Text shown:
____________
We do have solid wins over Washington State in his first game, Louisville in 2015, and Washington last year. Opening up 2019 with a win over Oregon would be a huge boost for a team with a freshman quarterback, and it would show that Auburn’s keeping up with everyone not named Clemson and Alabama.
In the grand scheme of things, Auburn’s the only non-Alabama school to represent the West in Atlanta since Gus came on board. For the head-scratching losses and questionable decisions, the end result has been better than literally everyone else in our division.
I’m no AU Nerd, but here’s another area where you can see the raw numbers of the level of talent that Auburn’s brought in yearly. Here’s where Auburn’s classes stood each season according to 247 —
2013: 10th overall (6th SEC)
2014: 6th overall (4th SEC)
2015: 8th overall (5th SEC)
2016: 9th overall (5th SEC)
2017: 9th overall (4th SEC)
2018: 12th overall (3rd SEC)
2019: 11th overall (6th SEC)
There are a few names that pop up in Auburn’s division ahead of the Tigers in most of those classes: Alabama, LSU, and Texas A&M. Add in Georgia from the East, and half of Auburn’s SEC slate is more talented than they are. The highest-rated classes in the above span combined to form the upperclassmen for Auburn’s 2017 Western Division title. That’s not a coincidence, and Auburn should still have plenty of talent for this season.
We can look at some big misses, such as the apparent lack of offensive lineman after this year, and the thin quarterback rosters from 2015-2016, but overall the talent is there. It’s what allows Auburn to stand up and play with the top teams in the country and not wilt immediately.
____________
Material for the task:

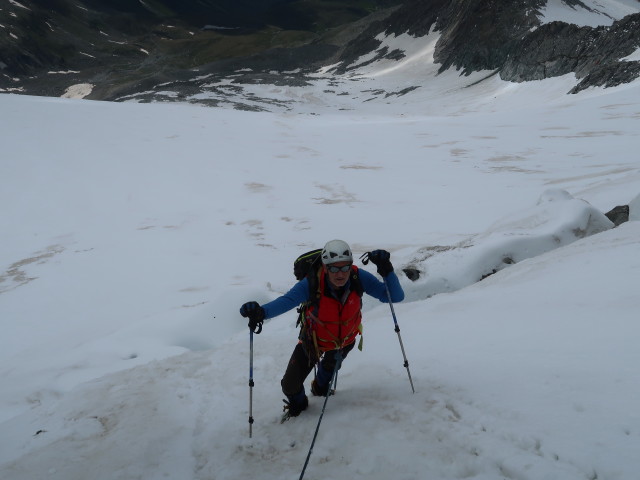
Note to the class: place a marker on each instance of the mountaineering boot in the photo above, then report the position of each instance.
(320, 384)
(294, 405)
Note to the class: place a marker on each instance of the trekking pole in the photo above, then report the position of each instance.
(250, 383)
(334, 379)
(397, 329)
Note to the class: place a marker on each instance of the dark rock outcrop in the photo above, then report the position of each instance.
(559, 48)
(618, 215)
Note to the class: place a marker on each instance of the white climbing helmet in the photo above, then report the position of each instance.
(336, 251)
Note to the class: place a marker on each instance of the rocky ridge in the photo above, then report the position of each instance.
(125, 52)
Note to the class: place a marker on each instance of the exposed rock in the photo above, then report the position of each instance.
(619, 214)
(559, 48)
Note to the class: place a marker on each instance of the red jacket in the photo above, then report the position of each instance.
(334, 324)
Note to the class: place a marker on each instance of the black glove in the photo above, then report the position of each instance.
(255, 312)
(380, 258)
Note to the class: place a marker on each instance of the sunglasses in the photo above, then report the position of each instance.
(333, 269)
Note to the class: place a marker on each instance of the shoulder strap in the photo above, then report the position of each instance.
(356, 284)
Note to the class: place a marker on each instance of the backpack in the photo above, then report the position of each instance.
(308, 266)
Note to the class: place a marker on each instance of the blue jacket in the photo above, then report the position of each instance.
(299, 293)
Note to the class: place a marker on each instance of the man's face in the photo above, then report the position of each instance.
(338, 278)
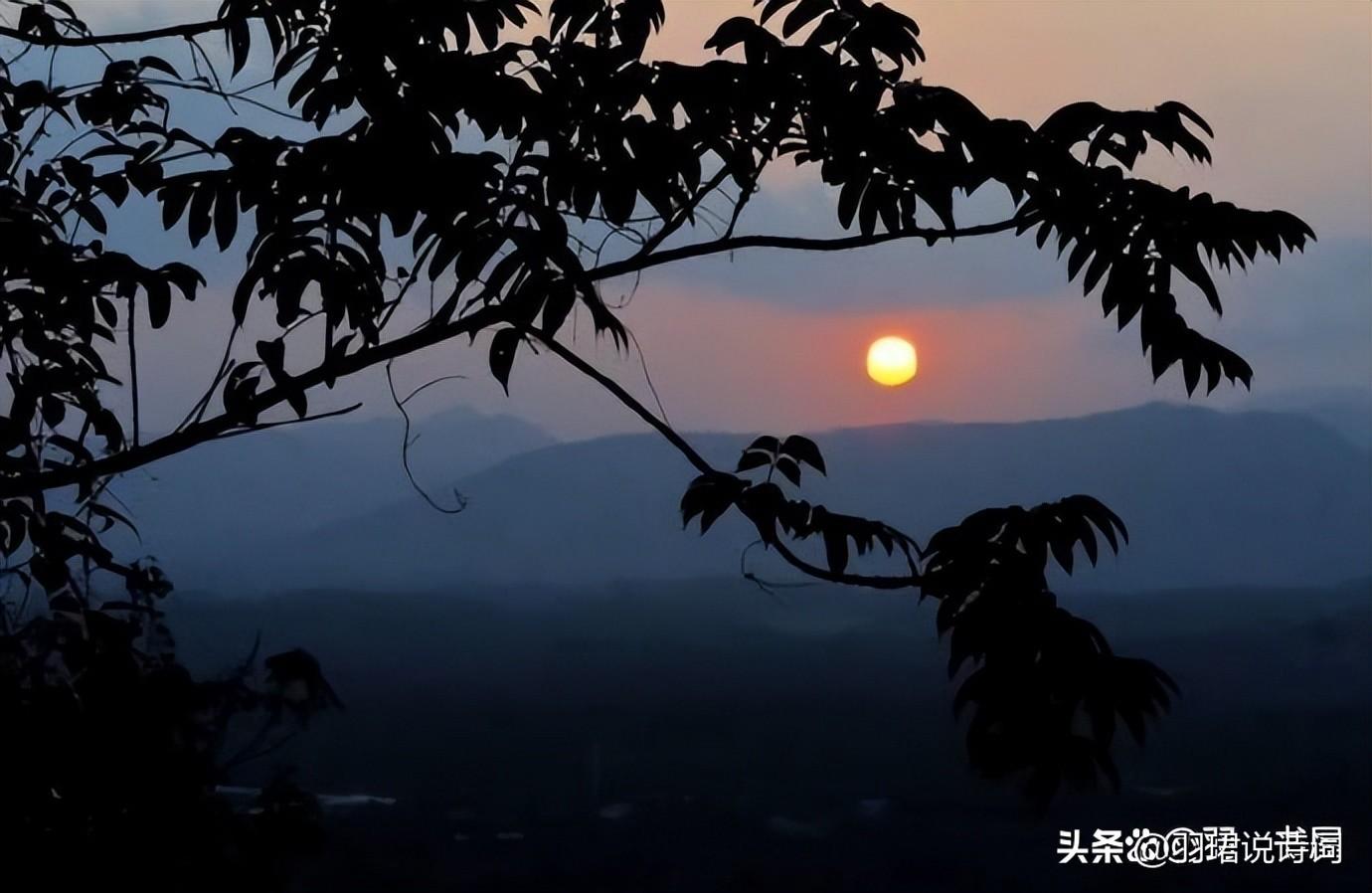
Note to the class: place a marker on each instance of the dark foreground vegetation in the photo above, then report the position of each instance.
(712, 737)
____________
What this exercise asks:
1/ Name the opponents that the Auburn football text counts as solid wins.
2/ Extract every line of the listing that holds the word "jacket".
The Auburn football text and the listing have no connection to each other.

Answer list:
1/ Washington State, Louisville, and Washington

2/
Note to the class: place a marker on each instance of the red jacket in the photo above, then report the position of each instance.
Note to the class: place a marker on each instance of the blue jacket in the photo above, then report the position of each instance.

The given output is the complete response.